Your task: Copy the lines below verbatim, leaving nothing out and changing nothing.

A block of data
-- Begin --
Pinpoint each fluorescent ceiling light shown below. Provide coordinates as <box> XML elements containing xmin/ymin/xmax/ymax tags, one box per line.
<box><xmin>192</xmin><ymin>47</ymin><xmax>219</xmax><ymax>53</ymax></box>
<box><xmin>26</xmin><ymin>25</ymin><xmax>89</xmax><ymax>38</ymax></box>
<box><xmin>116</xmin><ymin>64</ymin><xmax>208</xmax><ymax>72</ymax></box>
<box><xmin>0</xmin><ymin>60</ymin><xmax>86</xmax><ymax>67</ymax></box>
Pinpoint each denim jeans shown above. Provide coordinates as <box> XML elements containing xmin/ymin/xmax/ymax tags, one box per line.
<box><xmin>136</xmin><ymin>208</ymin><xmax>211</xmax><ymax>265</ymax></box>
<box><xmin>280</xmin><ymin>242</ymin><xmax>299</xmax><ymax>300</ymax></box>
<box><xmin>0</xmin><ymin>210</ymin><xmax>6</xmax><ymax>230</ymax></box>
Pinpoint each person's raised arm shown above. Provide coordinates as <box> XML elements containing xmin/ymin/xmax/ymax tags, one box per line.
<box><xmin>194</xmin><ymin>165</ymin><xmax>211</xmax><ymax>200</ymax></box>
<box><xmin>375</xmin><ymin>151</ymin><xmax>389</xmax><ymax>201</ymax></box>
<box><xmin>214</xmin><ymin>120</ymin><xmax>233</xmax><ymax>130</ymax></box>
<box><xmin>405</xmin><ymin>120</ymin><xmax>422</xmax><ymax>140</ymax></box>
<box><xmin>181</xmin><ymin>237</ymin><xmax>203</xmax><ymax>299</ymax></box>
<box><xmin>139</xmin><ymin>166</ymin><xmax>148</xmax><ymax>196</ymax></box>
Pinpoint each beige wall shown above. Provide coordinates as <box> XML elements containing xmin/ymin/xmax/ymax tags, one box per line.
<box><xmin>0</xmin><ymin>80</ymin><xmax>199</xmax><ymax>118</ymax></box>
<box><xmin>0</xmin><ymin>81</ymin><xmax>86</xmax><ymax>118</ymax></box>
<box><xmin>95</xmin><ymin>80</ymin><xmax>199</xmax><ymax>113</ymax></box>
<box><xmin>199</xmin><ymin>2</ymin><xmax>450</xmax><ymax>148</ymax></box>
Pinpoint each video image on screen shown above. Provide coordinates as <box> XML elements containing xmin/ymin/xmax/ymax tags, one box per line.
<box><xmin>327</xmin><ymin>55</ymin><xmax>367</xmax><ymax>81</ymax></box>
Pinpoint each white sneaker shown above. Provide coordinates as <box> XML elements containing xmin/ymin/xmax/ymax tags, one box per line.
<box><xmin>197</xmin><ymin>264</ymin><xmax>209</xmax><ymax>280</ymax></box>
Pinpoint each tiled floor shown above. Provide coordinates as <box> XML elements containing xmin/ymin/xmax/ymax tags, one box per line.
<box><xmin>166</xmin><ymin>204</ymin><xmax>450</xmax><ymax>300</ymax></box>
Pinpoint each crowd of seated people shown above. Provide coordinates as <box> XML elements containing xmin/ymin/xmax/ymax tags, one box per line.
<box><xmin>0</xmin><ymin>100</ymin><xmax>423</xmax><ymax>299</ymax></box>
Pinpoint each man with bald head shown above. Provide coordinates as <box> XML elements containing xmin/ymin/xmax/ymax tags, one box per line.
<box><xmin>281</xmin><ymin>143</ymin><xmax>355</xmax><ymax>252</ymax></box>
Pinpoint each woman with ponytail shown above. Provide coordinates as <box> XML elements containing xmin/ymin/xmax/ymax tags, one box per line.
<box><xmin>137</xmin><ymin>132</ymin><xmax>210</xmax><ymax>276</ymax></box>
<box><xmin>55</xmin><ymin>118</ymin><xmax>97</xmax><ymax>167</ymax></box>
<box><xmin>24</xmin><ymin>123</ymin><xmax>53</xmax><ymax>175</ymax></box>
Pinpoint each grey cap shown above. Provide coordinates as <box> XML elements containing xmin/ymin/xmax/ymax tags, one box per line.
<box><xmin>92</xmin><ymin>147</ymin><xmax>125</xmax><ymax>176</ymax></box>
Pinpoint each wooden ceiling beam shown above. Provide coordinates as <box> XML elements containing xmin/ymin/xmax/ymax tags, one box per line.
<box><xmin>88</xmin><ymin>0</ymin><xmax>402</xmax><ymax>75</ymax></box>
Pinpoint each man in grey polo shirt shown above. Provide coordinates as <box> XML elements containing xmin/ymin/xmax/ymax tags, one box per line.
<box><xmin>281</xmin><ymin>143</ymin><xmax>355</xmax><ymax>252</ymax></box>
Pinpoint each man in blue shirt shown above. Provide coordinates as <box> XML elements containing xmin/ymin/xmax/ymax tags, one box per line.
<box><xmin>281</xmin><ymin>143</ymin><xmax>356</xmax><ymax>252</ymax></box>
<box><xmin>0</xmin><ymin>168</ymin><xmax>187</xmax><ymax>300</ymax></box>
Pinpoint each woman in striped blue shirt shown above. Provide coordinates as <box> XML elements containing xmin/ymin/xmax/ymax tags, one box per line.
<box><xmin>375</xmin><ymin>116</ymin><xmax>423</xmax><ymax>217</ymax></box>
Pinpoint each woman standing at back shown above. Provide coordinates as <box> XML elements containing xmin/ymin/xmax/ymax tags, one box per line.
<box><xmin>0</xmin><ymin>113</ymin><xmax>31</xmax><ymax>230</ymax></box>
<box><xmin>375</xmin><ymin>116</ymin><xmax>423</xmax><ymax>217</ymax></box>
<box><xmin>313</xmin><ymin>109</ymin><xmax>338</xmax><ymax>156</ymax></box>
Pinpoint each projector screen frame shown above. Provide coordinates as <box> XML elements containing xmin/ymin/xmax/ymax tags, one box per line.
-- End --
Exercise result:
Pinpoint each fluorescent ceiling light shown below. Provide coordinates as <box> XML elements containing xmin/ymin/xmax/ymax tags, one box per line.
<box><xmin>192</xmin><ymin>47</ymin><xmax>219</xmax><ymax>53</ymax></box>
<box><xmin>26</xmin><ymin>25</ymin><xmax>89</xmax><ymax>38</ymax></box>
<box><xmin>116</xmin><ymin>64</ymin><xmax>208</xmax><ymax>72</ymax></box>
<box><xmin>0</xmin><ymin>60</ymin><xmax>86</xmax><ymax>67</ymax></box>
Pinpoint each denim jeans shown above. Provide coordinates as <box> XML elements containing xmin/ymin/xmax/ymax tags, one box per line.
<box><xmin>136</xmin><ymin>208</ymin><xmax>211</xmax><ymax>265</ymax></box>
<box><xmin>280</xmin><ymin>242</ymin><xmax>299</xmax><ymax>300</ymax></box>
<box><xmin>0</xmin><ymin>210</ymin><xmax>6</xmax><ymax>230</ymax></box>
Pinpoint each person's raised arm shown above. Provide coordinates as <box> XML elements containing xmin/ymin/xmax/ymax tags, one box per line.
<box><xmin>194</xmin><ymin>165</ymin><xmax>211</xmax><ymax>200</ymax></box>
<box><xmin>375</xmin><ymin>151</ymin><xmax>389</xmax><ymax>201</ymax></box>
<box><xmin>214</xmin><ymin>120</ymin><xmax>233</xmax><ymax>130</ymax></box>
<box><xmin>405</xmin><ymin>120</ymin><xmax>422</xmax><ymax>140</ymax></box>
<box><xmin>181</xmin><ymin>237</ymin><xmax>203</xmax><ymax>299</ymax></box>
<box><xmin>139</xmin><ymin>166</ymin><xmax>148</xmax><ymax>196</ymax></box>
Pinpoint each beige wall shown above. Provide coordinates as <box> XML elements containing xmin/ymin/xmax/ymax tags, one box per line.
<box><xmin>0</xmin><ymin>80</ymin><xmax>199</xmax><ymax>118</ymax></box>
<box><xmin>0</xmin><ymin>81</ymin><xmax>86</xmax><ymax>118</ymax></box>
<box><xmin>95</xmin><ymin>80</ymin><xmax>199</xmax><ymax>113</ymax></box>
<box><xmin>199</xmin><ymin>2</ymin><xmax>450</xmax><ymax>148</ymax></box>
Pinpoint each video image on screen shown above. Provide coordinates as <box> XML elements containing xmin/ymin/xmax/ymax tags, one box per line.
<box><xmin>327</xmin><ymin>55</ymin><xmax>367</xmax><ymax>81</ymax></box>
Pinpoint each white sneaker shown above. Provide coordinates as <box> XML elements containing xmin/ymin/xmax/ymax tags, one box per line.
<box><xmin>197</xmin><ymin>264</ymin><xmax>209</xmax><ymax>280</ymax></box>
Pinpoint each tiled floor shown above. Provide coordinates as <box> XML elements containing xmin/ymin/xmax/ymax tags, one box per line.
<box><xmin>166</xmin><ymin>204</ymin><xmax>450</xmax><ymax>300</ymax></box>
Pinpoint each crowd of seated people shown above. Provide coordinates as <box> XML elements containing xmin/ymin/xmax/ymax tags, one box per line.
<box><xmin>0</xmin><ymin>100</ymin><xmax>423</xmax><ymax>299</ymax></box>
Pinpoint each man with bald head shown above. Provide coordinates as <box> XML elements containing xmin/ymin/xmax/ymax tags, one box per line.
<box><xmin>281</xmin><ymin>143</ymin><xmax>355</xmax><ymax>252</ymax></box>
Pinpoint each woman with ponytail shown above. Provide coordinates as <box> XML elements containing xmin/ymin/xmax/ymax tags, one box per line.
<box><xmin>137</xmin><ymin>132</ymin><xmax>210</xmax><ymax>276</ymax></box>
<box><xmin>55</xmin><ymin>118</ymin><xmax>97</xmax><ymax>167</ymax></box>
<box><xmin>24</xmin><ymin>123</ymin><xmax>53</xmax><ymax>175</ymax></box>
Pinpoint each grey cap shown above. Provide coordinates as <box> XML elements containing xmin/ymin/xmax/ymax tags, one box per line.
<box><xmin>92</xmin><ymin>147</ymin><xmax>125</xmax><ymax>176</ymax></box>
Pinpoint each wooden ceiling beam shown above. Provide coordinates as <box> XML elements containing xmin/ymin/xmax/ymax tags, one box per line.
<box><xmin>88</xmin><ymin>0</ymin><xmax>402</xmax><ymax>75</ymax></box>
Pinpoint each man in grey polo shirt shown above. Provide coordinates as <box> XML elements containing xmin/ymin/xmax/ymax tags, one box per line.
<box><xmin>281</xmin><ymin>143</ymin><xmax>355</xmax><ymax>252</ymax></box>
Pinpoint each man in blue shirt shown above. Provide coordinates as <box> XML elements containing xmin/ymin/xmax/ymax tags, one box per line.
<box><xmin>281</xmin><ymin>143</ymin><xmax>356</xmax><ymax>252</ymax></box>
<box><xmin>0</xmin><ymin>168</ymin><xmax>187</xmax><ymax>300</ymax></box>
Pinpoint each woman in striped blue shirt shown above. Provide coordinates as <box> XML elements containing xmin/ymin/xmax/ymax tags, one box per line.
<box><xmin>375</xmin><ymin>116</ymin><xmax>423</xmax><ymax>217</ymax></box>
Pinpoint each woman standing at back shown above. Provide coordinates as <box> XML elements containing xmin/ymin/xmax/ymax tags, one box per line.
<box><xmin>0</xmin><ymin>113</ymin><xmax>31</xmax><ymax>230</ymax></box>
<box><xmin>375</xmin><ymin>116</ymin><xmax>423</xmax><ymax>217</ymax></box>
<box><xmin>313</xmin><ymin>109</ymin><xmax>338</xmax><ymax>156</ymax></box>
Pinpoint each projector screen frame shown above. Provide coordinates as <box> XML elements containing xmin/ymin/xmax/ymax tags, one box per line.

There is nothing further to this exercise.